La Merkel sbaglia perché non considera le conseguenze economiche
e sociali delle sue posizioni troppo rigide e l’Europa deve cercare di
dissuaderla sul terreno delle valutazioni economiche e sociali, non facendole
pesare la disinvoltura di Wulff.
No, il caso Wulff deve far riflettere su altro, magari sul
modo in cui vengono affrontate situazioni simili nel nostro paese.
Christian Wulff si è dimesso non già dopo una condanna
definitiva, ma quando la magistratura, dopo un’indagine scaturita dalle
inchieste del quotidiano Bild, ha chiesto al Parlamento tedesco di privarlo
dell’immunità garantita dalla sua carica. Oggetto dell’indagine sono i rapporti
poco trasparenti intrattenuti da Wulff con alcuni imprenditori quand’era
Governatore della Bassa Sassonia e le telefonate a Bild affinché abbandonassero
il caso.
Da noi, purtroppo, solo un’esigua minoranza di persone in
situazioni simili ha sentito il dovere di lasciare il proprio incarico.

=-=-=

_CONSEGNA A_
Nel testo sul caso Wulff, in quale momento Christian Wulff si è dimesso?
_CONSEGNA B_
Prosegui il testo sul caso Wulff a partire dalla sua ultima frase.

=-=-=

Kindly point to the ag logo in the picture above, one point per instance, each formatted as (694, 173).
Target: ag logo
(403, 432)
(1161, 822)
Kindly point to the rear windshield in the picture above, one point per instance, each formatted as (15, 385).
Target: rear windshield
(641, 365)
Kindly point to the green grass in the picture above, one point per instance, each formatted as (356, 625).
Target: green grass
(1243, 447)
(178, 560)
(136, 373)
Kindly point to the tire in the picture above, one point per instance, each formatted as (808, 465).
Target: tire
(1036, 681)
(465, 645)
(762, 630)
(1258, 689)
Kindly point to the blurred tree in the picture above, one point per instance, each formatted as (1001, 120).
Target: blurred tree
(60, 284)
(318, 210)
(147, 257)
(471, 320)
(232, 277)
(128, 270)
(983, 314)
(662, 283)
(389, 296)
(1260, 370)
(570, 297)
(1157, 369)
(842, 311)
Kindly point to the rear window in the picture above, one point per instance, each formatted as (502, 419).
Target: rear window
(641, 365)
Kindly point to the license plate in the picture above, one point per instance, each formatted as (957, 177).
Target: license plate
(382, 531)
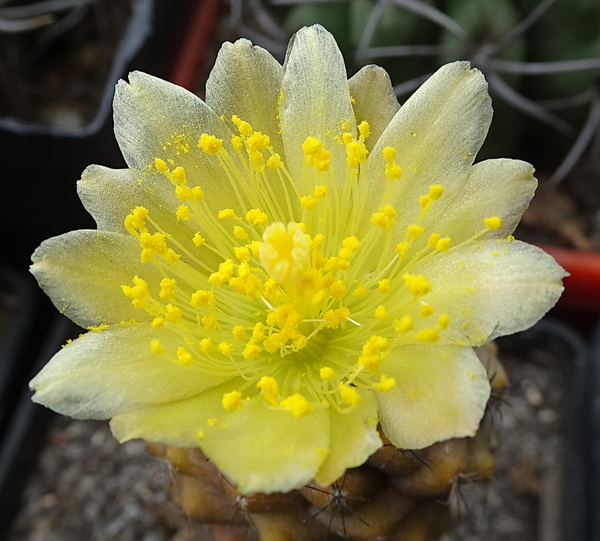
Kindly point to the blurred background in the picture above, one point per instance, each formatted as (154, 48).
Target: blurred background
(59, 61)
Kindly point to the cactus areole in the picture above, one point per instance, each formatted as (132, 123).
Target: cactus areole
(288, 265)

=-=-=

_RISULTATO A_
Si è dimesso quando la magistratura ha chiesto al Parlamento tedesco di privarlo dell'immunità garantita dalla sua carica, non dopo una condanna definitiva.

_RISULTATO B_
Come ho scritto venerdì, nel nostro Parlamento siedono
persone condannate e inquisite per colpe ben più gravi.
Più o meno nelle stesse
ore in cui Wulff si dimetteva, il Presidente della Corte dei Conti illustrava le
dimensioni gravissime della corruzione nel nostro paese e sottolineava
l’assoluta necessità di introdurre norme che consentano di combatterla, così
come ci ha chiesto, da tempo e inutilmente, anche l’Unione Europea.
Anziché guardare la pagliuzza tedesca, Sergio Romano
dovrebbe preoccuparsi delle nostre travi. Questo, credo, ci aspettiamo da un
editorialista del principale quotidiano italiano.